------ Passage to read ------

Video
Author(s):
The WISDOM study—Women Informed to Screen Depending On Measures of risk—was launched to test a personalized approach to screening compared to annual mammograms. Funmi Olopade, MD, FACP, is a professor of Medicine and Human Genetics and founding director of the Center for Clinical Cancer Genetics and Global Health at the University of Chicago Medical Center, and a co-investigator of WISDOM. She discussed how the COVID-19 pandemic actually helped increase participation in the WISDOM study and what it means for future trials.
How has the COVID-19 pandemic impacted the WISDOM study, both in participation rates and results?
The way it has impacted us, of course, was that we shut down for several months not able to work. I was over the age of 60, and the only thing I could do was to do video consultation with my patients. But what's been really remarkable is we also learned that that's probably the best way to reach those that we thought we couldn't reach, because it then made it convenient for women to sit in their home, to fill out a questionnaire, to then have kits sent to them because we’re doing the tests with saliva kits. While women were sitting at home, we got more participation of our breast cancer advocates and our breast cancer patients in survey questions. We also realized that COVID was all about testing, testing, testing.
The University of Chicago was one of the earliest centers to actually take testing into the community. We collaborated with the South Side Health Collaborative and South Side Health Care providers to provide testing in the community. And as a result of that, anyone who got tested and was positive for COVID, they got early access to clinical trials that we were doing at the University of Chicago, because it was now no longer about whether you had insurance or not. And we saved a lot of lives. Chicago now has a Chicago health equity initiative, because all of the academic centers now realized that you can't sit there and expect patients to come to you when they have no insurance.
So yes, it impacted us. But we're hoping that we can use the foundation work that we built during the pandemic to reach more women who otherwise would not have been able to participate. And that after the pandemic, we would be able to—it doesn't matter whether you're in rural America, urban America, a low resource setting—everyone will have a chance to participate in life-saving clinical trials.
When we're looking at how COVID has impacted us, I think those who were not able to get screened, now if we identify them as the highest risk patients, they're going to be the first in line. And they have been the first in line to come in and get their mammogram, get their MRI. And I think testing and COVID hopefully will teach us how to organize health systems so that it works for the patient, not for us, right? It has to be patient centered.
So I think we will learn something. And using the platform of these clinical trials that were done during COVID to get people vaccinated, we hope will help us to improve the rates of participation in WISDOM by all patients, not just those who have the convenience of having Internet access in their offices.

------ Provided information ------

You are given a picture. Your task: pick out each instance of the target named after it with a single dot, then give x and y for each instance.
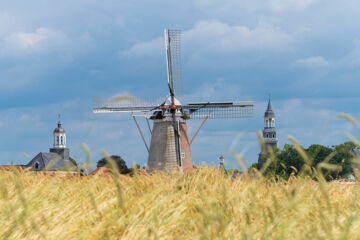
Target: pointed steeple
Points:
(269, 104)
(269, 112)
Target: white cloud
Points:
(312, 62)
(42, 40)
(283, 5)
(152, 47)
(215, 36)
(218, 37)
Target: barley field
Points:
(206, 204)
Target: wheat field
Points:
(206, 204)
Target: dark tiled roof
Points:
(51, 161)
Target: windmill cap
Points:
(168, 102)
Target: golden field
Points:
(204, 205)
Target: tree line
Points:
(289, 160)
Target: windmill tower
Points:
(170, 146)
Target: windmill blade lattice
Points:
(125, 104)
(219, 110)
(174, 60)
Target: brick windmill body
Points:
(170, 146)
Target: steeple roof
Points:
(59, 129)
(269, 112)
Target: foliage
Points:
(206, 204)
(121, 164)
(289, 161)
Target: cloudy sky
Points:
(56, 56)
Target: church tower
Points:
(269, 132)
(59, 137)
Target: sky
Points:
(56, 56)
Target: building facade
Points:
(58, 158)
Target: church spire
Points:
(269, 132)
(269, 104)
(59, 135)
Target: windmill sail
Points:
(212, 110)
(124, 104)
(173, 60)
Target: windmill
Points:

------

▸ What the task asks
Please answer these questions from the WISDOM interview:
(a) What does the name WISDOM stand for?
(b) What kind of kits are used for the tests?
(c) With whom did the University of Chicago collaborate to provide COVID testing in the community?

▸ Written response
(a) Women Informed to Screen Depending On Measures of risk
(b) Saliva kits
(c) The South Side Health Collaborative and South Side Health Care providers